Task statement
Within the records below is a range that opens at the line with "Target: black t-shirt" and closes at the line with "Target: black cap". Return that range word for word, both ends included, and only that range.

┌─ Source information

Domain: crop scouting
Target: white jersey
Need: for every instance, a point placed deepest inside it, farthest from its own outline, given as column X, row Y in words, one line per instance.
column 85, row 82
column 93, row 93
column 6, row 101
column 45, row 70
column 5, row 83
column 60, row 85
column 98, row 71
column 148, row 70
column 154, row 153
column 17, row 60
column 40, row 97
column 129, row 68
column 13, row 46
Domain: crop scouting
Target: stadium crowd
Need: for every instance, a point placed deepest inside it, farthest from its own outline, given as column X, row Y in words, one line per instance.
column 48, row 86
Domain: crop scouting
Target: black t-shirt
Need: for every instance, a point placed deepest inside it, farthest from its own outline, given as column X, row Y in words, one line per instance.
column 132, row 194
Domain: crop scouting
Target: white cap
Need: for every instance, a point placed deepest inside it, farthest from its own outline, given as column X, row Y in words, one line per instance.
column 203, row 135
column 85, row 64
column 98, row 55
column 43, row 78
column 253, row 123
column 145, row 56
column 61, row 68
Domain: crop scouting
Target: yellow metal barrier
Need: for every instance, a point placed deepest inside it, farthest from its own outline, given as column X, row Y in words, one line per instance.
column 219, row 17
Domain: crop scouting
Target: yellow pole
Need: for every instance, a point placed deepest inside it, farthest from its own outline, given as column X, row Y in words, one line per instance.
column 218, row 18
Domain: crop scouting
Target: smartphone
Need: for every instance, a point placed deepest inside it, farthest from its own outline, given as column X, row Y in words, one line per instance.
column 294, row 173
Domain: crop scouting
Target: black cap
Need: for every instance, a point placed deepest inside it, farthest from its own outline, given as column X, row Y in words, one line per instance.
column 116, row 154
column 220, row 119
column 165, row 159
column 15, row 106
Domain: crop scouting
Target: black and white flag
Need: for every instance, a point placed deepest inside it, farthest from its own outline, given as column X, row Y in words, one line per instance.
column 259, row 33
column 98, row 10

└─

Answer to this exercise
Target: black t-shirt
Need: for every instance, a point placed deepest inside it, farthest from its own outline, given as column X, row Y in words, one line per instance.
column 132, row 194
Domain: crop scouting
Target: white cap
Need: for every instance, a point placed deepest inside it, farthest from its own outline, given as column X, row Y in words, one line per instance.
column 203, row 135
column 85, row 64
column 98, row 55
column 43, row 78
column 253, row 123
column 145, row 56
column 61, row 68
Domain: crop scouting
Target: yellow metal barrier
Need: for every instance, a point placed deepest inside it, farthest from its own outline, given as column X, row Y in words, one line per instance.
column 219, row 17
Domain: crop scouting
Target: yellow pole
Need: for every instance, a point placed deepest inside it, farthest from its own outline, given as column X, row Y in words, one line per instance.
column 218, row 18
Domain: crop scouting
Target: smartphone
Need: for every instance, a point placed deepest inside it, farthest from its own outline, given as column X, row Y in words, one line per instance.
column 294, row 173
Domain: crop scouting
Target: black cap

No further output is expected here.